### EXERCISE BRIEF
Copy everything in the records below from the line containing "like point(215, 8)." down to the line containing "point(115, 189)", including both of those lines, with each line left unchanged.

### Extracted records
"""

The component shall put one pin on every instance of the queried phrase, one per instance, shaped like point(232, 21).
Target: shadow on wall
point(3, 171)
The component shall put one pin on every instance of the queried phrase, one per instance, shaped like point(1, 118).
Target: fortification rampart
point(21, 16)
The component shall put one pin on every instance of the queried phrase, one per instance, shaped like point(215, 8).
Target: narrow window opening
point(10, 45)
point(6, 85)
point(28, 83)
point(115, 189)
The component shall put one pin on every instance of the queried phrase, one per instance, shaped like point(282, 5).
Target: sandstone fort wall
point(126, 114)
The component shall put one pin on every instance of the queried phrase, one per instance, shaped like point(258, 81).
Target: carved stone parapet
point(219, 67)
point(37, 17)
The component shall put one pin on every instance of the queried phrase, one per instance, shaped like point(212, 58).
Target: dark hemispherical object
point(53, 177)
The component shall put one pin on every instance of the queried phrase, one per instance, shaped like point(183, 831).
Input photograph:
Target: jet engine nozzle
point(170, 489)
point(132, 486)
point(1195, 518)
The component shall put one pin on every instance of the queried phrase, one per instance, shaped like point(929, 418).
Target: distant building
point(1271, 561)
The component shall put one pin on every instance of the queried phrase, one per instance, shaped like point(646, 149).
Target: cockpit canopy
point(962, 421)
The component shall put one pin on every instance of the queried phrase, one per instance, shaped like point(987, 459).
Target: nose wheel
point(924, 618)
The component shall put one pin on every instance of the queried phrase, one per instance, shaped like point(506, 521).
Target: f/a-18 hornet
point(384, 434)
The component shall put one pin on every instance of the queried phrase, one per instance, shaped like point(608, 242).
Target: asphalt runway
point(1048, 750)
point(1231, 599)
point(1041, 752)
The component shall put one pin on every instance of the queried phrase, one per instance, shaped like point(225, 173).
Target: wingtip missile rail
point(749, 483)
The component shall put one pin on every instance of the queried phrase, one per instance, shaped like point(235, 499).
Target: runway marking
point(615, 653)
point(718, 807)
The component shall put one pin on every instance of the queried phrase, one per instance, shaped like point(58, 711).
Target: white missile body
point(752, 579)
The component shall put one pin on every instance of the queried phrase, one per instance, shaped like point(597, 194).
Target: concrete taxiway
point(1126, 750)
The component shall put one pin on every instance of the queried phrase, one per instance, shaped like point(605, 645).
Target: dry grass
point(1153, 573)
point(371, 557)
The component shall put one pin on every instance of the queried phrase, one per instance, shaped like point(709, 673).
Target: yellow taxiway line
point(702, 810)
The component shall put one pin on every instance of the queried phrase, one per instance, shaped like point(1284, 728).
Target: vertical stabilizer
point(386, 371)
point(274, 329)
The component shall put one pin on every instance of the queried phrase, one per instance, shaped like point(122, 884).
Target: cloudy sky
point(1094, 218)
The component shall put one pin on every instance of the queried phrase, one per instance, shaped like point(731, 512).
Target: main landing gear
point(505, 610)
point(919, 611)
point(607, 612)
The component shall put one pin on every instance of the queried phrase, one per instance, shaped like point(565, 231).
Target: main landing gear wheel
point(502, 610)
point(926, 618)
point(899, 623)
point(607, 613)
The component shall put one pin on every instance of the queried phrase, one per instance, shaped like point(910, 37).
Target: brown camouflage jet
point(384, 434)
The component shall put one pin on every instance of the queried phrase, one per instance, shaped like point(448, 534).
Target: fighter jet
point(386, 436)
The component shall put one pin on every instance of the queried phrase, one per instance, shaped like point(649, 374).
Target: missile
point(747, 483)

"""

### FULL RESPONSE
The component shall put one pin on every instance of the queried phrase, one per instance, shaped like point(215, 8).
Target: narrow window opening
point(10, 45)
point(6, 85)
point(28, 83)
point(115, 189)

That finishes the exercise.